═════ Provided records

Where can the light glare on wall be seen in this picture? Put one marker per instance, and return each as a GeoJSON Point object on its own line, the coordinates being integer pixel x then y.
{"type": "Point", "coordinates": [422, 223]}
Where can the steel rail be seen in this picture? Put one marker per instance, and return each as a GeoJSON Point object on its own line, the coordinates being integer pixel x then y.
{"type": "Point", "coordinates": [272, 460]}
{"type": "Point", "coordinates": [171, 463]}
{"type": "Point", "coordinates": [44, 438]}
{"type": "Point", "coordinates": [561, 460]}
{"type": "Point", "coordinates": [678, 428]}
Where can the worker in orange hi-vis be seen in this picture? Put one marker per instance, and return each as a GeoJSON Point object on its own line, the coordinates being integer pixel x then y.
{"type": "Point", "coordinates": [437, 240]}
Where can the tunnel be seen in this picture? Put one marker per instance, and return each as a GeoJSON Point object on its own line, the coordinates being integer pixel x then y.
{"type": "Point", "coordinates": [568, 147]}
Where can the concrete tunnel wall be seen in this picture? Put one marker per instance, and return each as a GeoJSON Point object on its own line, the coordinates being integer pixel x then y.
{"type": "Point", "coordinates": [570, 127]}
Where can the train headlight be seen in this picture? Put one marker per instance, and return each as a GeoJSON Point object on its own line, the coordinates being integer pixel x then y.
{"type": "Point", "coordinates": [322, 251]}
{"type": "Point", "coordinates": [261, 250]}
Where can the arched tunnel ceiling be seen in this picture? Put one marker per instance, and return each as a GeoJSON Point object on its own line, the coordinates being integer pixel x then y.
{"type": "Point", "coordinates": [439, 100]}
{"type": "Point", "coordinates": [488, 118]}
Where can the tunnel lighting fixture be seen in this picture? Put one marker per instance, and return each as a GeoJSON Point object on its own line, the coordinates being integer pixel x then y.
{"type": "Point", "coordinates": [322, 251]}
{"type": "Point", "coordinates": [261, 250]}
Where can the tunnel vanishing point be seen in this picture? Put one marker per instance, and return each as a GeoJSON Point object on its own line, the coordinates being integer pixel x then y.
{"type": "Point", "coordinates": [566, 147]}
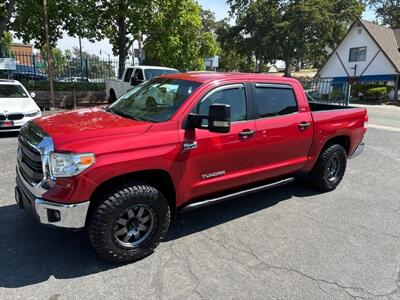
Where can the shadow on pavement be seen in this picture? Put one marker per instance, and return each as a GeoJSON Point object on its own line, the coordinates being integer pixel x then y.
{"type": "Point", "coordinates": [30, 253]}
{"type": "Point", "coordinates": [12, 134]}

══════════

Aim of the task: Repeat the entries exactly, without pictures.

Finished exercise:
Where can the light glare on wall be seen in this picture? Put one marker per instance, and return each as a GeoJSON Point object on its own line, the coordinates being integer pixel x then y.
{"type": "Point", "coordinates": [422, 223]}
Where can the steel rail be seen in this picture? Put one marker per instance, and return each as a GeoJSON Point object on its own line, the coordinates being integer pixel x then y.
{"type": "Point", "coordinates": [272, 460]}
{"type": "Point", "coordinates": [171, 463]}
{"type": "Point", "coordinates": [44, 438]}
{"type": "Point", "coordinates": [561, 460]}
{"type": "Point", "coordinates": [678, 428]}
Where can the worker in orange hi-vis be seen in this picture? Put one marker per instance, and return each as a GeoJSON Point object on its own line, the coordinates being integer pixel x then y.
{"type": "Point", "coordinates": [437, 240]}
Where can the tunnel be seen in this picture? Put one marker per instance, and return each as a GeoJSON Point object on its own line, the coordinates being integer pixel x then y.
{"type": "Point", "coordinates": [568, 147]}
Where can the concrete tunnel wall be seen in this picture? Put one marker per instance, and return each as a GeoJSON Point object on its own line, the coordinates being integer pixel x then y.
{"type": "Point", "coordinates": [570, 127]}
Where can the train headlight be seen in this picture? Put one marker per instance, and return each as a GeoJSON Point object on its own line, the coordinates being integer pixel x then y.
{"type": "Point", "coordinates": [322, 251]}
{"type": "Point", "coordinates": [261, 250]}
Where can the arched tunnel ceiling be seen in this picture? Put one marker per instance, and return each as a GeoJSON Point object on its own line, the coordinates being integer pixel x then y.
{"type": "Point", "coordinates": [439, 100]}
{"type": "Point", "coordinates": [488, 118]}
Where can the tunnel lighting fixture be seen in this picture? Put one marker per instance, and return each as a GeoJSON Point object on its own line, the coordinates being integer pixel x then y.
{"type": "Point", "coordinates": [322, 251]}
{"type": "Point", "coordinates": [261, 250]}
Where can the tunnel vanishing point be seen in this picture? Put one marker per instance, and return each as a GeoJSON Point object on its own line, the coordinates being integer pixel x then y.
{"type": "Point", "coordinates": [566, 147]}
Where can the shadow on pavement be seen in this picture? Put one marker per instance, and return each as a GeoJSON Point object on its own line, the coordinates being integer pixel x then y.
{"type": "Point", "coordinates": [30, 253]}
{"type": "Point", "coordinates": [12, 134]}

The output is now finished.